Repeat the records below exactly, leaving out any pictures.

(Point localization data)
Content starts
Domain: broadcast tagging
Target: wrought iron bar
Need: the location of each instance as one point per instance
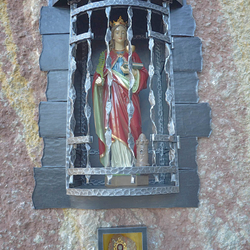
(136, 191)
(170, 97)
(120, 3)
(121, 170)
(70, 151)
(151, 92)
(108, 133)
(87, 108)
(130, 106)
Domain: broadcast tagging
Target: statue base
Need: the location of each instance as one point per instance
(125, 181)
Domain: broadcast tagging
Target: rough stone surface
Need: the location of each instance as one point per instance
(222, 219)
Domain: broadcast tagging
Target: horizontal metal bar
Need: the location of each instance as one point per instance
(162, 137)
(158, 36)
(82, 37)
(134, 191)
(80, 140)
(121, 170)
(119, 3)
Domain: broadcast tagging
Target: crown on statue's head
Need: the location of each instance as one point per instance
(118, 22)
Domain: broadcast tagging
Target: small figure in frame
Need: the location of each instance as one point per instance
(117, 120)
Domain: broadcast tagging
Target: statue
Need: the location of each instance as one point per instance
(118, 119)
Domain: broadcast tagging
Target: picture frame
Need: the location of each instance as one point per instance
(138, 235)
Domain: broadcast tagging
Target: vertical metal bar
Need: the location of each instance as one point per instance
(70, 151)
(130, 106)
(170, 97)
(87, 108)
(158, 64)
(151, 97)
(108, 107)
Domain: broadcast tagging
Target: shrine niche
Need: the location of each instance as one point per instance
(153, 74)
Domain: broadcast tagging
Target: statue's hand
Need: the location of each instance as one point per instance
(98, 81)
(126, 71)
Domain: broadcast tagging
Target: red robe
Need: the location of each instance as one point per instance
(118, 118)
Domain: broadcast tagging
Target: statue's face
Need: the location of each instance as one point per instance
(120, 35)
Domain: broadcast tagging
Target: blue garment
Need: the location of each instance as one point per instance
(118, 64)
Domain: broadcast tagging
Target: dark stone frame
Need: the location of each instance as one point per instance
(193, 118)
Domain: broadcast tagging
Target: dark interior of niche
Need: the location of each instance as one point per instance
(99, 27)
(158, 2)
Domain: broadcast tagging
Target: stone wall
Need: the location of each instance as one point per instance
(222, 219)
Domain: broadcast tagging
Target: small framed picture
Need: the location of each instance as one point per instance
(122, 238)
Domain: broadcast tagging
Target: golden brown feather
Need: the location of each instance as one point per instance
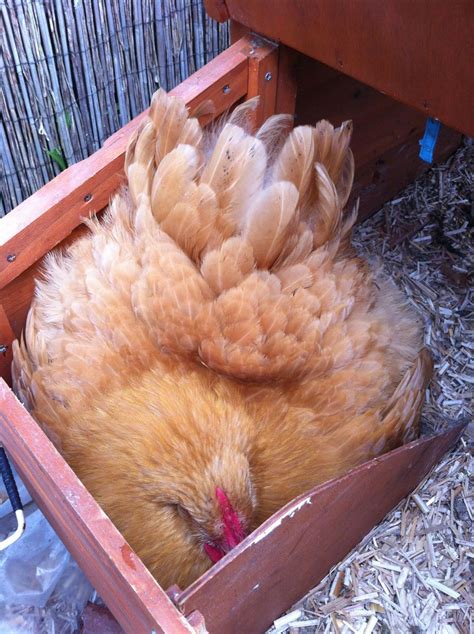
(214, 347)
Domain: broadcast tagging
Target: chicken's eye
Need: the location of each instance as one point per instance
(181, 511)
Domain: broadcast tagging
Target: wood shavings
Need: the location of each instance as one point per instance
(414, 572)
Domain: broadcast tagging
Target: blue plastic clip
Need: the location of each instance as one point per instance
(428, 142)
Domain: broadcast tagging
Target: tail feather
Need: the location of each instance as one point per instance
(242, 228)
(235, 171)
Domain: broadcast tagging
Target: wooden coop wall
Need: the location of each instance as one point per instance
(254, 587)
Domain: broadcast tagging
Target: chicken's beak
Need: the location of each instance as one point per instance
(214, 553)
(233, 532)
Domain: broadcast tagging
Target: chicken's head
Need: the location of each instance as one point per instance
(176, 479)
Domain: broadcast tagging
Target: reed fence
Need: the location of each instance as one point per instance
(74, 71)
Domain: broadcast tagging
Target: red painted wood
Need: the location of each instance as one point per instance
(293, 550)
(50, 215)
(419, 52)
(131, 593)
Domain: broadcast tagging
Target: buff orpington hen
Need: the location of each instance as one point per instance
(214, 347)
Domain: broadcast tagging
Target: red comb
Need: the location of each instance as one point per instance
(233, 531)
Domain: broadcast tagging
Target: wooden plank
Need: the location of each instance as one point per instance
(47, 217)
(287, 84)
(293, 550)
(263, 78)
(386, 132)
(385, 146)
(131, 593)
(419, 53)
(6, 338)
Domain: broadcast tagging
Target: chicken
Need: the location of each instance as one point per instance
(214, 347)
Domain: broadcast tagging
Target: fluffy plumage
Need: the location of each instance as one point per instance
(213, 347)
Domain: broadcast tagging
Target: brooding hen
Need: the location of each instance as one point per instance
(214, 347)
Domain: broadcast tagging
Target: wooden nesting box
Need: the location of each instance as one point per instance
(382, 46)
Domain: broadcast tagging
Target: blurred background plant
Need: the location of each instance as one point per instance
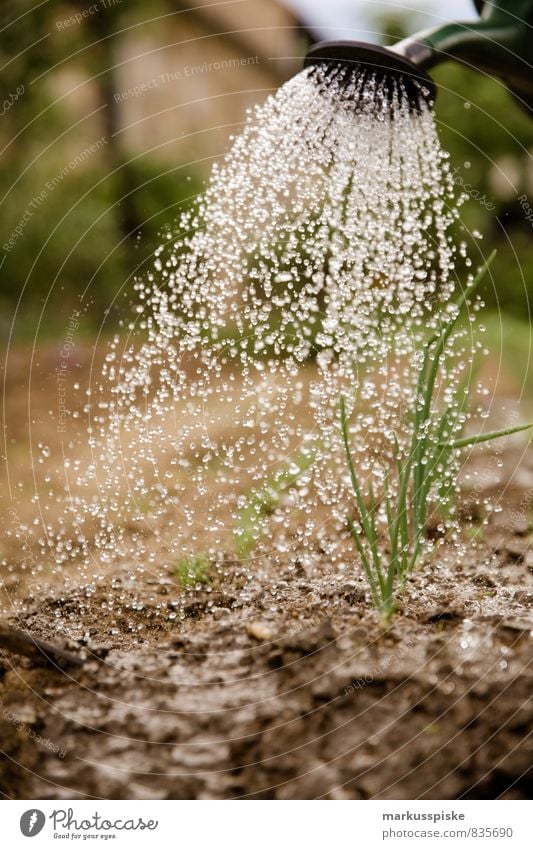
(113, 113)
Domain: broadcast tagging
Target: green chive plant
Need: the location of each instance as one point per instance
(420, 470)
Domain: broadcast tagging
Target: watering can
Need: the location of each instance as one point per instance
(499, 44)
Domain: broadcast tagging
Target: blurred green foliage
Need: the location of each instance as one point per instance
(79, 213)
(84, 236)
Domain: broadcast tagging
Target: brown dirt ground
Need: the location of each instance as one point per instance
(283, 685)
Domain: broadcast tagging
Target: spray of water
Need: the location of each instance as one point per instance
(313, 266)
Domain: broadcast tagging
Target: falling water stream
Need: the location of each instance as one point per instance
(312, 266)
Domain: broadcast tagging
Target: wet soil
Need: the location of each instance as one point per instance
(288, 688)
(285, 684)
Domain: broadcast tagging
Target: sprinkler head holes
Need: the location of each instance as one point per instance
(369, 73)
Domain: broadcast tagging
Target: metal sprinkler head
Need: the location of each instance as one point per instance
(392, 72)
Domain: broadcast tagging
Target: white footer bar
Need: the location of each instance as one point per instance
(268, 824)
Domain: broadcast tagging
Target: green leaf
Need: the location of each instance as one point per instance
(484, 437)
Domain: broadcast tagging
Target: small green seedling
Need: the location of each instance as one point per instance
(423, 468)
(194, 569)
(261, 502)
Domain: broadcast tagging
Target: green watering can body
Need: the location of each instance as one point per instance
Content ends
§ Answer to this task:
Domain: broadcast tagging
Target: wrought iron bar
Need: the location of each instance as one point per instance
(136, 191)
(170, 97)
(120, 3)
(121, 170)
(70, 151)
(151, 92)
(108, 133)
(87, 108)
(130, 106)
Domain: broadcast tagging
Target: statue base
Need: the location of each instance as one point per instance
(125, 181)
Domain: broadcast tagging
Target: rough stone surface
Need: the location of each instance as one point per instance
(222, 219)
Domain: broadcast tagging
Target: horizontal metal bar
Need: the location of each instance as one point per instance
(162, 137)
(158, 36)
(82, 37)
(134, 191)
(80, 140)
(121, 170)
(119, 3)
Domain: broadcast tagging
Target: crown on statue's head
Need: the location of each instance as one point per instance
(118, 22)
Domain: broadcast tagging
Target: small figure in frame
Need: the location of each instance as one point per instance
(117, 120)
Domain: broadcast tagging
Target: statue
Need: the location of each instance as one point per instance
(118, 119)
Domain: broadcast tagging
Target: picture frame
Need: the location of each instance as one point per instance
(138, 235)
Domain: broadcast tagging
Target: vertical metal bar
Need: the location of each instance as one point per instance
(70, 151)
(130, 106)
(170, 97)
(87, 108)
(158, 64)
(151, 97)
(108, 107)
Domain: broadcast tagging
Target: shrine niche
Need: the location of each instance as one point per instance
(153, 74)
Domain: broadcast tagging
Target: statue's hand
Need: the location of each instance as one point per instance
(98, 81)
(126, 71)
Domain: broadcast tagging
Target: red robe
Need: the location of each instance as one point per instance
(118, 118)
Domain: broadcast tagging
Target: statue's face
Need: the location of each instance as one point per instance
(120, 35)
Domain: broadcast tagging
Target: blue garment
Need: the location of each instance as one point per instance
(118, 64)
Domain: broadcast tagging
Target: dark stone frame
Need: the location of each instance as one point per instance
(193, 118)
Domain: broadcast tagging
Target: dark interior of niche
Need: the location of each instance as one point per instance
(99, 27)
(158, 2)
Domain: broadcast tagging
Target: stone wall
Need: the location of each instance as one point per instance
(222, 219)
Domain: broadcast tagging
Target: small framed picture
Need: the location of each instance as one point per instance
(122, 238)
Domain: broadcast tagging
Target: golden brown feather
Need: the location of each instance as one point per instance
(214, 347)
Domain: broadcast tagging
Target: chicken's eye
Need: the location of each instance as one point per instance
(181, 511)
Domain: broadcast tagging
Target: wood shavings
Need: the location of each instance as one point per instance
(414, 572)
Domain: broadcast tagging
Target: blue plastic clip
Need: the location of each instance as one point per instance
(428, 142)
Domain: broadcast tagging
Target: tail feather
Need: the location of each instance as one point per instance
(242, 228)
(235, 171)
Domain: broadcast tagging
Target: wooden coop wall
Need: the location of each instance as one point per instance
(254, 587)
Domain: broadcast tagging
Target: chicken's beak
Need: the location of each instance as one point per instance
(214, 553)
(233, 532)
Domain: broadcast tagging
Target: chicken's head
Need: the location of each instance as one point per instance
(176, 479)
Domain: broadcast tagging
Target: reed fence
Need: the location of each instance as one point per instance
(74, 71)
Domain: broadcast tagging
Target: red painted wood
Need: the location of each instance as one point per instance
(293, 550)
(50, 215)
(419, 52)
(131, 593)
Domain: broadcast tagging
Target: buff orpington hen
Need: the location of each instance as one point per instance
(214, 347)
Domain: broadcast tagging
Target: red comb
Need: the location of each instance as one point per instance
(233, 531)
Domain: broadcast tagging
Target: wooden plank
Need: the location of each instance as one point per instance
(47, 217)
(287, 84)
(293, 550)
(263, 78)
(386, 132)
(385, 146)
(131, 593)
(419, 53)
(6, 338)
Domain: broadcast tagging
Target: chicken
Need: the location of each instance as one point per instance
(214, 347)
Domain: broadcast tagging
Target: fluffy plumage
Need: the location of each instance as one point per instance
(213, 347)
Domain: broadcast tagging
Target: brooding hen
Need: the location of each instance as one point per instance
(214, 347)
Domain: broadcast tagging
Target: wooden nesting box
Need: the location of each instance as one point per instance
(382, 46)
Domain: broadcast tagging
Target: blurred background plant
Need: the location of each instance as one point per instance
(113, 113)
Domain: broadcast tagging
Target: green chive plant
Need: the location of each instance as one point per instance
(420, 470)
Domain: broadcast tagging
Target: watering can
Need: the location of each instance as one point per instance
(499, 44)
Domain: broadcast tagging
Target: blurred green foliage
Need: the location of each instance as one point per instance
(79, 213)
(84, 236)
Domain: broadcast tagging
Target: brown dirt ground
Need: the location of each instance as one point per instance
(283, 685)
Domain: broadcast tagging
Target: spray of water
Need: the location of each instance as one point per instance
(313, 266)
Domain: broadcast tagging
Target: falling water stream
Need: the location of each instance as one point per instance
(312, 266)
Domain: broadcast tagging
Target: wet soil
Need: the location of each instance as one point per instance
(288, 688)
(285, 684)
Domain: broadcast tagging
Target: sprinkler head holes
Need: the location of each instance as one point per instance
(369, 73)
Domain: broadcast tagging
Target: metal sprinkler head
Need: the location of each instance as one point per instance
(392, 72)
Domain: broadcast tagging
Target: white footer bar
Need: the location of each instance as one point per instance
(268, 824)
Domain: broadcast tagging
Target: green leaf
Need: the location of each instance as one point per instance
(484, 437)
Domain: broadcast tagging
Target: small green seedling
Need: the location of each instance as one point per instance
(423, 468)
(194, 569)
(261, 502)
Domain: broadcast tagging
Target: green watering can body
Need: the location of each instance as one point per instance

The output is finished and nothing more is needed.